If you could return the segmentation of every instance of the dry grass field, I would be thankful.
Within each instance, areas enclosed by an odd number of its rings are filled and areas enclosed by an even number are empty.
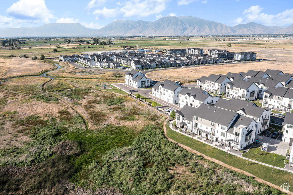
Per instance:
[[[0,76],[6,78],[36,74],[56,68],[48,62],[33,60],[29,58],[13,57],[12,59],[0,58]]]

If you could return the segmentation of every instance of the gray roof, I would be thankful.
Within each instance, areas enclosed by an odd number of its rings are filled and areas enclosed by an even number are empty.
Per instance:
[[[293,124],[293,113],[286,113],[286,117],[284,119],[284,122],[287,124]]]
[[[253,102],[234,98],[230,100],[220,98],[214,106],[235,112],[241,110],[248,115],[258,118],[260,118],[266,110],[265,108],[258,107]]]
[[[184,88],[179,92],[179,94],[183,95],[187,94],[189,97],[192,96],[195,100],[203,102],[209,96],[213,97],[206,92],[204,93],[205,91],[202,89],[193,87],[190,89]]]

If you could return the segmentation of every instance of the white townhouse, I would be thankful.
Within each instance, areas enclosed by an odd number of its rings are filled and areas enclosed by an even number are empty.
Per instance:
[[[285,87],[269,88],[263,92],[262,106],[273,110],[291,112],[293,89]]]
[[[219,96],[213,96],[205,90],[195,87],[184,88],[179,92],[178,105],[181,108],[187,105],[198,108],[202,104],[214,104]]]
[[[168,79],[158,81],[152,87],[152,95],[172,104],[178,103],[179,92],[183,87],[179,83]]]
[[[210,105],[184,106],[176,114],[176,125],[231,148],[240,150],[253,143],[256,122],[252,118]]]
[[[227,83],[226,96],[241,100],[257,99],[258,88],[254,83],[242,80],[234,80]]]
[[[125,83],[136,88],[149,87],[150,79],[137,71],[127,71],[125,73]]]
[[[293,113],[286,114],[283,123],[283,138],[282,141],[289,142],[293,138]]]
[[[203,81],[204,82],[203,82]],[[202,76],[197,79],[197,88],[207,92],[221,94],[226,92],[227,83],[231,81],[226,76],[212,74],[209,76]],[[204,82],[204,86],[203,84]]]
[[[254,103],[232,99],[228,100],[220,98],[215,104],[215,107],[234,112],[253,119],[256,122],[255,134],[260,133],[268,128],[271,109],[258,107]]]

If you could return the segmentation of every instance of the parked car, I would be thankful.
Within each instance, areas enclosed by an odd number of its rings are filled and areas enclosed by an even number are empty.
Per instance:
[[[265,134],[263,135],[267,137],[269,137],[270,135],[271,132],[271,131],[269,130],[267,130],[267,131],[265,131]]]
[[[173,110],[175,111],[175,110],[174,110],[173,108],[169,108],[166,109],[166,111],[168,112],[171,112]]]
[[[275,139],[276,139],[277,137],[279,136],[280,134],[279,133],[279,132],[277,132],[277,131],[275,131],[272,134],[272,138],[275,138]]]
[[[275,117],[282,117],[282,118],[285,117],[285,115],[281,114],[280,113],[277,113],[276,114],[274,114],[274,116]]]

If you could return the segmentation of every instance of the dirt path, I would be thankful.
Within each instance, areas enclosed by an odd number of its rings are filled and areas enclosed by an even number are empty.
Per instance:
[[[167,120],[166,120],[166,121],[165,121],[165,122],[164,122],[164,124],[165,124],[166,123],[166,122],[167,121]],[[169,125],[168,124],[168,125]],[[170,139],[170,138],[169,138],[167,136],[167,129],[166,128],[166,126],[165,125],[164,125],[163,129],[164,129],[164,134],[165,135],[165,137],[166,137],[166,138],[168,140],[171,141],[172,142],[174,142],[175,143],[177,144],[179,146],[182,148],[184,148],[185,150],[187,150],[189,151],[191,153],[194,154],[195,154],[197,155],[200,155],[201,156],[202,156],[204,158],[205,158],[206,159],[207,159],[208,160],[209,160],[211,161],[212,161],[213,162],[215,162],[217,164],[219,164],[219,165],[222,166],[223,167],[226,167],[226,168],[228,168],[229,169],[231,169],[234,171],[237,171],[237,172],[239,172],[241,173],[243,173],[243,174],[246,175],[247,175],[248,176],[251,176],[252,177],[253,177],[254,178],[254,179],[258,182],[260,182],[261,183],[262,183],[264,184],[266,184],[267,185],[270,186],[271,187],[274,187],[276,189],[279,190],[281,191],[282,191],[282,188],[280,186],[278,186],[275,185],[275,184],[272,184],[271,183],[265,181],[263,179],[261,179],[260,178],[259,178],[258,177],[255,177],[255,176],[253,175],[252,174],[251,174],[251,173],[248,173],[248,172],[246,172],[246,171],[244,171],[242,170],[241,169],[239,169],[236,168],[235,167],[232,167],[232,166],[230,166],[230,165],[224,163],[222,161],[220,161],[219,160],[217,160],[216,159],[215,159],[214,158],[211,158],[209,156],[207,156],[206,155],[204,154],[203,154],[201,153],[200,152],[198,152],[196,150],[193,150],[193,149],[190,148],[189,147],[188,147],[187,146],[185,146],[182,144],[180,143],[178,143],[177,142],[174,141],[173,139]],[[287,194],[291,194],[293,195],[293,192],[290,192],[289,193],[288,193]]]

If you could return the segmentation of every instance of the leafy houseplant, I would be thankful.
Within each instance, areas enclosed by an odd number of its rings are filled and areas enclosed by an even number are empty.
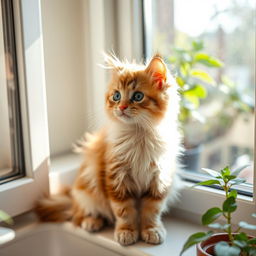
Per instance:
[[[176,67],[176,80],[180,87],[181,94],[181,112],[179,115],[180,122],[186,131],[187,125],[191,119],[202,120],[204,117],[197,111],[201,100],[208,95],[208,88],[216,84],[206,69],[220,68],[222,62],[217,58],[203,52],[203,42],[193,41],[190,48],[174,48],[174,54],[169,58],[169,62]],[[194,136],[184,137],[184,146],[186,151],[183,156],[183,164],[188,169],[196,170],[199,164],[200,142],[196,143],[190,140]]]
[[[174,48],[174,55],[169,62],[176,67],[176,80],[181,90],[181,113],[180,121],[186,123],[191,117],[201,121],[197,109],[201,100],[207,97],[207,88],[214,86],[216,81],[210,76],[206,69],[198,68],[220,68],[223,63],[217,58],[203,52],[202,41],[193,41],[189,49]]]
[[[202,224],[212,229],[222,230],[224,233],[214,234],[209,232],[198,232],[192,234],[185,242],[180,255],[189,247],[197,244],[197,255],[215,256],[255,256],[256,238],[241,232],[241,229],[256,230],[256,225],[239,222],[239,227],[235,229],[232,225],[232,214],[237,209],[237,191],[232,187],[245,182],[245,179],[238,178],[237,175],[244,169],[239,168],[231,172],[229,167],[225,167],[221,172],[211,169],[204,169],[213,178],[202,181],[198,185],[219,185],[225,192],[225,201],[222,207],[213,207],[207,210],[202,216]],[[220,216],[226,220],[225,224],[213,223]],[[252,214],[256,217],[256,214]]]
[[[179,119],[185,135],[182,164],[198,170],[201,145],[223,136],[240,114],[253,113],[253,100],[245,97],[227,76],[222,75],[219,81],[213,79],[209,69],[219,69],[223,63],[204,51],[202,41],[192,41],[189,48],[174,48],[168,61],[176,67],[181,94]],[[202,109],[215,103],[216,97],[218,110],[208,111],[212,114],[206,118]]]

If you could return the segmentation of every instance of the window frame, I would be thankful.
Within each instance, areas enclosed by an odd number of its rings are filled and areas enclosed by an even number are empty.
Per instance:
═══
**Directions for this task**
Could you give all of the data above as a numbered list, skipping blank lines and leaving the pictures out?

**Written answer**
1. If you could return the segmentation of every instance of the dry grass field, I would be thankful.
2. Within each instance, areas enclosed by an odd number of its rings are filled and areas enclosed by an even number are empty.
3. Per instance:
4. [[[0,76],[6,78],[36,74],[56,68],[48,62],[33,60],[29,58],[13,57],[12,59],[0,58]]]
5. If you could return the segmentation of every instance of the gray roof, I would be thankful.
6. Within each instance, areas enclosed by an odd number of its rings are filled and areas enclosed by an even number are empty.
7. Per instance:
8. [[[293,124],[293,113],[286,113],[286,117],[284,119],[284,122],[287,124]]]
9. [[[253,102],[234,98],[230,100],[220,98],[214,106],[235,112],[241,110],[248,115],[258,118],[260,118],[266,110],[265,108],[258,107]]]
10. [[[184,88],[179,92],[179,94],[183,95],[187,94],[189,97],[192,96],[195,100],[203,102],[209,96],[213,97],[206,92],[204,93],[205,91],[202,89],[193,87],[190,89]]]
11. If you could return the segmentation of every instance of the white townhouse, I would be thankful.
12. Within each instance, areas enclosed by an odd number of its rings are filled and areas enclosed by an even number are empty.
13. Per instance:
14. [[[285,87],[269,88],[263,92],[262,106],[273,110],[291,112],[293,89]]]
15. [[[219,96],[213,96],[205,90],[195,87],[184,88],[179,92],[178,105],[181,108],[187,105],[198,108],[202,104],[214,104]]]
16. [[[168,79],[158,81],[152,87],[152,95],[172,104],[178,103],[179,92],[183,87],[179,83]]]
17. [[[210,105],[184,106],[176,114],[176,125],[231,148],[240,150],[253,143],[256,122],[252,118]]]
18. [[[227,83],[226,96],[241,100],[257,99],[258,88],[254,83],[242,80],[234,80]]]
19. [[[125,83],[136,88],[149,87],[150,79],[137,71],[127,71],[125,73]]]
20. [[[293,113],[286,114],[283,123],[283,138],[282,141],[289,142],[293,138]]]
21. [[[203,81],[204,82],[203,82]],[[202,76],[197,79],[197,88],[207,92],[221,94],[226,92],[227,83],[231,81],[226,76],[212,74],[209,76]],[[204,82],[204,86],[203,84]]]
22. [[[254,103],[232,99],[228,100],[220,98],[215,104],[215,107],[234,112],[253,119],[256,122],[255,134],[260,133],[268,128],[271,109],[258,107]]]
23. If you could return the segmentation of every instance of the parked car, I would be thankful.
24. Within each instance, areas enclosed by an odd number of its rings are filled and areas enclosed by an even number are empty.
25. Per instance:
26. [[[265,134],[263,135],[267,137],[269,137],[270,135],[271,132],[271,131],[269,130],[267,130],[267,131],[265,131]]]
27. [[[173,110],[175,111],[175,110],[174,110],[173,108],[169,108],[166,109],[166,111],[168,112],[171,112]]]
28. [[[275,139],[276,139],[277,137],[279,136],[280,134],[279,133],[279,132],[277,132],[277,131],[275,131],[272,134],[272,138],[275,138]]]
29. [[[275,117],[282,117],[282,118],[285,117],[285,115],[281,114],[280,113],[277,113],[276,114],[274,114],[274,116]]]
30. If you could return the segmentation of every instance of the dirt path, I would be thankful.
31. Within each instance, areas enclosed by an odd number of its rings are filled and areas enclosed by an even number are empty.
32. Per instance:
33. [[[167,120],[166,120],[166,121],[165,121],[165,122],[164,122],[164,124],[165,124],[166,123],[166,122],[167,121]],[[169,125],[168,124],[168,125]],[[170,139],[170,138],[169,138],[167,136],[167,129],[166,128],[166,126],[165,125],[164,125],[163,129],[164,129],[164,134],[165,135],[165,137],[166,137],[166,138],[168,140],[171,141],[172,142],[174,142],[175,143],[177,144],[179,146],[182,148],[184,148],[185,150],[187,150],[189,151],[191,153],[194,154],[195,154],[197,155],[200,155],[201,156],[202,156],[204,158],[205,158],[206,159],[207,159],[208,160],[209,160],[211,161],[212,161],[213,162],[215,162],[217,164],[219,164],[219,165],[222,166],[223,167],[226,167],[226,168],[228,168],[229,169],[231,169],[234,171],[237,171],[237,172],[239,172],[241,173],[243,173],[243,174],[246,175],[247,175],[248,176],[251,176],[252,177],[253,177],[254,178],[254,179],[258,182],[260,182],[261,183],[262,183],[264,184],[266,184],[267,185],[270,186],[271,187],[274,187],[276,189],[279,190],[281,191],[282,191],[282,188],[280,186],[278,186],[275,185],[275,184],[272,184],[271,183],[265,181],[263,179],[261,179],[260,178],[259,178],[258,177],[255,177],[255,176],[253,175],[252,174],[251,174],[251,173],[248,173],[248,172],[246,172],[246,171],[244,171],[242,170],[241,169],[239,169],[236,168],[235,167],[232,167],[232,166],[230,166],[230,165],[224,163],[222,161],[220,161],[219,160],[217,160],[216,159],[215,159],[214,158],[211,158],[209,156],[207,156],[206,155],[204,154],[203,154],[201,153],[200,152],[198,152],[196,150],[193,150],[193,149],[190,148],[189,147],[188,147],[187,146],[185,146],[182,144],[180,143],[178,143],[177,142],[174,141],[173,139]],[[287,194],[291,194],[293,195],[293,192],[290,192],[289,193],[288,193]]]
34. If you could return the segmentation of every instance of the leafy houseplant, I would be thankful.
35. Within each instance, areas enclosed by an odd number of its rings are filled and areas enclosed by an even number are empty.
36. Per instance:
37. [[[176,67],[176,80],[180,87],[181,94],[181,112],[179,115],[180,122],[186,131],[187,125],[191,119],[202,120],[204,117],[197,111],[201,100],[208,95],[208,88],[216,84],[206,69],[220,68],[222,62],[217,58],[203,52],[203,42],[193,41],[190,48],[174,48],[174,54],[169,58],[169,62]],[[194,136],[184,137],[184,146],[186,151],[183,156],[183,164],[188,169],[196,170],[199,164],[200,142],[196,143],[190,140]]]
38. [[[174,48],[174,55],[169,62],[176,67],[176,80],[181,90],[181,113],[180,121],[186,123],[191,117],[201,121],[197,109],[201,100],[207,97],[207,88],[214,86],[216,81],[210,76],[206,69],[198,68],[220,68],[223,63],[217,58],[203,52],[202,41],[193,41],[189,49]]]
39. [[[202,224],[212,229],[222,230],[224,233],[214,234],[209,232],[198,232],[192,234],[185,242],[180,255],[189,247],[197,244],[197,255],[215,256],[255,256],[256,238],[241,232],[241,229],[256,230],[256,225],[239,222],[239,227],[235,229],[232,225],[232,214],[237,209],[237,191],[232,187],[245,182],[245,179],[238,178],[237,175],[244,169],[239,168],[231,172],[229,167],[225,167],[221,172],[211,169],[204,169],[213,178],[202,181],[198,185],[219,185],[225,192],[225,201],[222,207],[213,207],[207,210],[202,216]],[[220,216],[226,220],[225,224],[213,223]],[[252,214],[256,217],[256,214]]]
40. [[[179,119],[185,135],[182,164],[198,170],[201,145],[223,136],[240,114],[253,113],[253,100],[245,97],[227,76],[222,75],[219,81],[213,79],[209,69],[219,69],[223,63],[204,51],[202,41],[192,41],[189,48],[174,48],[168,61],[176,67],[181,94]],[[202,109],[215,103],[216,97],[218,110],[208,111],[212,114],[206,118]]]
41. If you could return the segmentation of every instance of the window frame, I would be thankful.
42. Within each instance, areas enclosed by an odd number of its rings are filled and areas enclosed by an even number are empty.
43. Per instance:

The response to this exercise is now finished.